→ **PROMPT**:
Recast the records below as a Markdown table with two columns, Row and Record, giving each line its own numbered row and skipping blank lines. Omit the pictures.

→ **DATA SHOWN**:

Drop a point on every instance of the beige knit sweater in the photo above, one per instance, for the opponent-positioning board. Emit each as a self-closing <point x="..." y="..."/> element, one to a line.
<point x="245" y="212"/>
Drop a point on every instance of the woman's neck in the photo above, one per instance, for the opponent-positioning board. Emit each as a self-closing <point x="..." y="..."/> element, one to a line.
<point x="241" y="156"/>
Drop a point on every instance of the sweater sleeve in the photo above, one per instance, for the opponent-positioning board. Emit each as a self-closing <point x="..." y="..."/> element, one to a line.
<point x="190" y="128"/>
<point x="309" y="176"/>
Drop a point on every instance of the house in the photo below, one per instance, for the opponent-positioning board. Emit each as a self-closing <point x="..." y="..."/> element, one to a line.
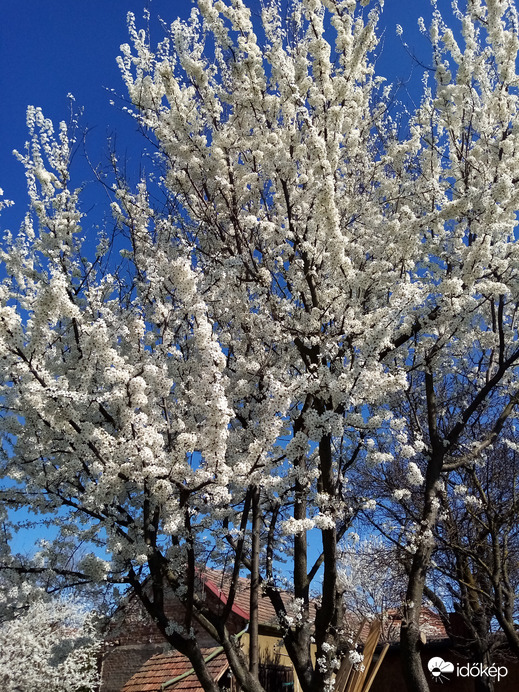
<point x="137" y="658"/>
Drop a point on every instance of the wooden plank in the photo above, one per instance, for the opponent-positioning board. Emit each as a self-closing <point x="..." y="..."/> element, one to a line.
<point x="343" y="674"/>
<point x="375" y="669"/>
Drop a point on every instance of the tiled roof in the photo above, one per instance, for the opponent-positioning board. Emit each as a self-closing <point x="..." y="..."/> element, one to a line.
<point x="218" y="583"/>
<point x="431" y="625"/>
<point x="163" y="668"/>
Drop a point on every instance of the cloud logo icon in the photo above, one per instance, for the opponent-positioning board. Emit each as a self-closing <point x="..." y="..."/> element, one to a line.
<point x="438" y="668"/>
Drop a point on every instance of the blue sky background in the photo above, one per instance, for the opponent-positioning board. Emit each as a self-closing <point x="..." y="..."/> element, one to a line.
<point x="49" y="48"/>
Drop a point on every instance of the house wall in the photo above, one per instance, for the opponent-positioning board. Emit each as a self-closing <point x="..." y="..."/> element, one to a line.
<point x="133" y="638"/>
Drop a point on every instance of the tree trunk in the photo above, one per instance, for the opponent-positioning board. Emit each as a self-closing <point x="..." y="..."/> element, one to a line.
<point x="254" y="586"/>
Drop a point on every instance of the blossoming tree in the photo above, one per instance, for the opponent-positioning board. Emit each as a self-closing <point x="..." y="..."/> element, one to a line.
<point x="51" y="646"/>
<point x="255" y="338"/>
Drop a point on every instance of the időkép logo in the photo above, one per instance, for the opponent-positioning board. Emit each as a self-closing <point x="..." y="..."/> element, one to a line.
<point x="440" y="670"/>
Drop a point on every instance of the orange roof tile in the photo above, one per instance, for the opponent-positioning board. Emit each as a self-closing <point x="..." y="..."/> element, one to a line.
<point x="163" y="668"/>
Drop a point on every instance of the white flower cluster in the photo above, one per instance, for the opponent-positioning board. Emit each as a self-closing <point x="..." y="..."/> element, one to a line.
<point x="51" y="646"/>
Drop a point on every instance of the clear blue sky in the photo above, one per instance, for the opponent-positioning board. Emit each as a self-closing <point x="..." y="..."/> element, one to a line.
<point x="49" y="48"/>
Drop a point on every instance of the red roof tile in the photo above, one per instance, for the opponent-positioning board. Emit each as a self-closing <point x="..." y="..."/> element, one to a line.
<point x="164" y="668"/>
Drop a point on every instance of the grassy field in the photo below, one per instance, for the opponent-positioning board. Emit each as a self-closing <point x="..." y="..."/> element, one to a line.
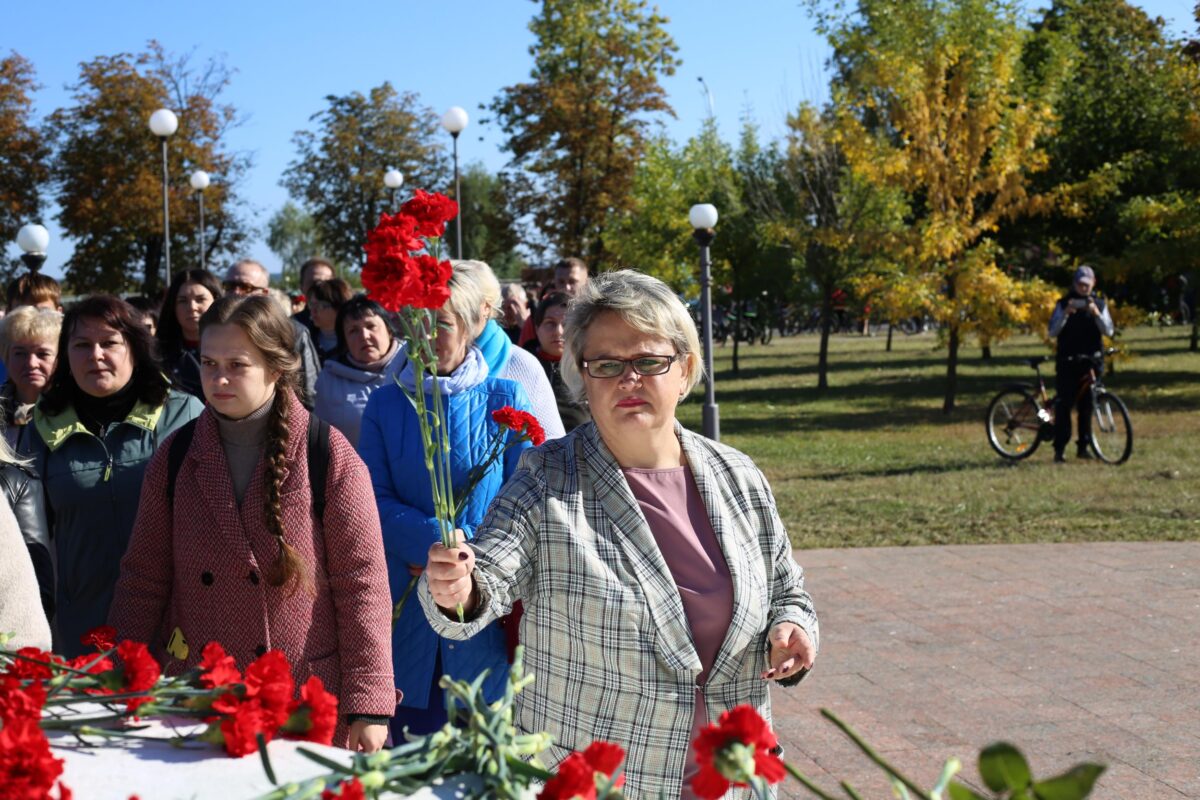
<point x="873" y="461"/>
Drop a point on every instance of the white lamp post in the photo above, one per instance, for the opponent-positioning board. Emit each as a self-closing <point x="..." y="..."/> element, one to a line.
<point x="455" y="121"/>
<point x="163" y="125"/>
<point x="199" y="181"/>
<point x="34" y="239"/>
<point x="703" y="221"/>
<point x="394" y="179"/>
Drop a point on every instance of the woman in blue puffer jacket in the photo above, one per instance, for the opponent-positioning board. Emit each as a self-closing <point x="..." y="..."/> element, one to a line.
<point x="390" y="445"/>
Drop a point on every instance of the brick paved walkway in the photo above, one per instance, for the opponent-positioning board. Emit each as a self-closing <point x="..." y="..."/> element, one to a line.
<point x="1071" y="651"/>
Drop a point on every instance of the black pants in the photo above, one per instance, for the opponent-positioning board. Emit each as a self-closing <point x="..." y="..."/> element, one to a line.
<point x="1067" y="385"/>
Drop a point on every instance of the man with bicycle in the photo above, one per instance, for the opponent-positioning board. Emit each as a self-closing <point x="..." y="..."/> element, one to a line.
<point x="1080" y="322"/>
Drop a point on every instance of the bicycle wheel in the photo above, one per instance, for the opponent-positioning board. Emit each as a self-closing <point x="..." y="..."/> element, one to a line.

→ **ANSWER BELOW**:
| Row | Record |
|---|---|
| 1 | Drop a point on every instance of the beige knit sweater in the photo above, one per instance, for the opponent-positioning board. Emit each as a self-closing <point x="..." y="..."/> element, one to a line. |
| 2 | <point x="245" y="212"/> |
| 3 | Drop a point on every instance of the woman's neck in the photo above, one per instance, for the opponent-positioning board. Emit each as a self-closing <point x="..." y="..."/> element, one to a line. |
| 4 | <point x="241" y="156"/> |
| 5 | Drop a point on every instance of the sweater sleeve in the photo above, one per instance, for the opponent-positioning board. Emit each as a self-closing <point x="..." y="..."/> element, one to a line. |
| 6 | <point x="190" y="128"/> |
| 7 | <point x="309" y="176"/> |
| 8 | Drop a point on every instance of the house in the photo below, one per instance, for the opponent-positioning board. Emit each as a self-closing <point x="..." y="..."/> element, one to a line. |
| 9 | <point x="137" y="658"/> |
| 10 | Drop a point on every instance of the wooden plank in the photo above, one per instance, for the opponent-positioning board. Emit each as a self-closing <point x="..." y="..."/> element, one to a line. |
| 11 | <point x="343" y="674"/> |
| 12 | <point x="375" y="669"/> |
| 13 | Drop a point on every instance of the tiled roof in the photo above, one per instance, for the opponent-positioning board. Emit each as a self-closing <point x="..." y="..."/> element, one to a line. |
| 14 | <point x="218" y="583"/> |
| 15 | <point x="431" y="625"/> |
| 16 | <point x="163" y="668"/> |
| 17 | Drop a point on every instance of the cloud logo icon in the photo above, one per instance, for the opponent-positioning board. Emit each as a self-closing <point x="..." y="..."/> element, one to a line. |
| 18 | <point x="438" y="668"/> |
| 19 | Drop a point on every instance of the blue sky background in the photo above, one per instance, for the opponent-positioning board. Emit each as a self-closing <point x="..." y="..."/> element, one to a line. |
| 20 | <point x="49" y="48"/> |
| 21 | Drop a point on every instance of the house wall in the photo above, one per instance, for the opponent-positioning board. Emit each as a self-closing <point x="..." y="..."/> element, one to a line. |
| 22 | <point x="133" y="638"/> |
| 23 | Drop a point on every instance of the tree trunk in the photo above, one per instance, for the opponent-positioning board. Emit each as a self-closing <point x="..." y="..."/> element, one to a line. |
| 24 | <point x="254" y="586"/> |
| 25 | Drop a point on every instance of the blossoming tree in the photo above, one per instance, for the opponent-positioning board. Emit each as a self-closing <point x="..." y="..."/> element, one to a line. |
| 26 | <point x="51" y="646"/> |
| 27 | <point x="255" y="338"/> |
| 28 | Drop a point on every instance of the időkép logo in the photo above, one per instance, for the opponent-positioning board. Emit each as a self-closing <point x="..." y="..."/> element, one to a line. |
| 29 | <point x="440" y="670"/> |
| 30 | Drop a point on every instance of the orange roof tile in the photo above, one per instance, for the opponent-positioning board. Emit each as a self-closing <point x="..." y="..."/> element, one to a line. |
| 31 | <point x="163" y="668"/> |
| 32 | Drop a point on every instance of the white flower cluster in the photo above, one per instance, for the opponent-positioning board. Emit each as a self-closing <point x="..." y="..."/> element, one to a line. |
| 33 | <point x="51" y="646"/> |
| 34 | Drop a point on every instance of the clear blue sky in the photo above, one per instance, for the opponent-positioning board. Emit each as a self-closing <point x="..." y="..."/> element, one to a line. |
| 35 | <point x="49" y="48"/> |
| 36 | Drop a point on every instance of the red roof tile in the photo above, one per instance, for the opponent-positioning board. Emit each as a self-closing <point x="..." y="..."/> element, one to a line. |
| 37 | <point x="164" y="668"/> |
| 38 | Drop a point on every instance of the grassy field in the photo below, one per instance, for the opponent-positioning board. Emit each as a self-closing <point x="..." y="..."/> element, one to a line. |
| 39 | <point x="873" y="461"/> |
| 40 | Drop a point on every instance of the white lamp post in the photo above, one per instance, for the opponent-positioning board. Emit each as a self-closing <point x="..." y="..."/> element, one to a line. |
| 41 | <point x="455" y="121"/> |
| 42 | <point x="163" y="125"/> |
| 43 | <point x="199" y="181"/> |
| 44 | <point x="34" y="239"/> |
| 45 | <point x="703" y="221"/> |
| 46 | <point x="394" y="179"/> |
| 47 | Drop a point on every instance of the woman in blue puffer jacket in the photo above, one per instance, for the opponent-positioning board. Emit each as a self-closing <point x="..." y="..."/> element, one to a line. |
| 48 | <point x="390" y="445"/> |
| 49 | Drop a point on every instance of the brick paved walkway in the photo above, one per instance, for the opponent-positioning board. Emit each as a self-closing <point x="..." y="..."/> element, one to a line. |
| 50 | <point x="1071" y="651"/> |
| 51 | Drop a point on every instance of the black pants in the photo above, one per instance, for the opponent-positioning board. Emit each as a self-closing <point x="..." y="..."/> element, one to a line. |
| 52 | <point x="1067" y="385"/> |
| 53 | Drop a point on every instance of the man with bicycle in the photo above, one per instance, for the opponent-positioning board. Emit each as a self-closing <point x="..." y="..."/> element, one to a line. |
| 54 | <point x="1080" y="322"/> |
| 55 | Drop a point on every instance of the bicycle wheel in the photo above, one per instance, for the opponent-positioning board. Emit each as a self-closing <point x="..." y="..."/> element, one to a line. |